• Work instructions:
Please copy the lines below word for word, changing nothing.

### Recorded data

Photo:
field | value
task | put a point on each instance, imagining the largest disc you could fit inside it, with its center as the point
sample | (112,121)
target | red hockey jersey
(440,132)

######

• Exercise output:
Photo:
field | value
task | put a point on each instance, imagining the largest disc you could fit inside it, with its center as the point
sample | (112,121)
target | red hockey jersey
(440,132)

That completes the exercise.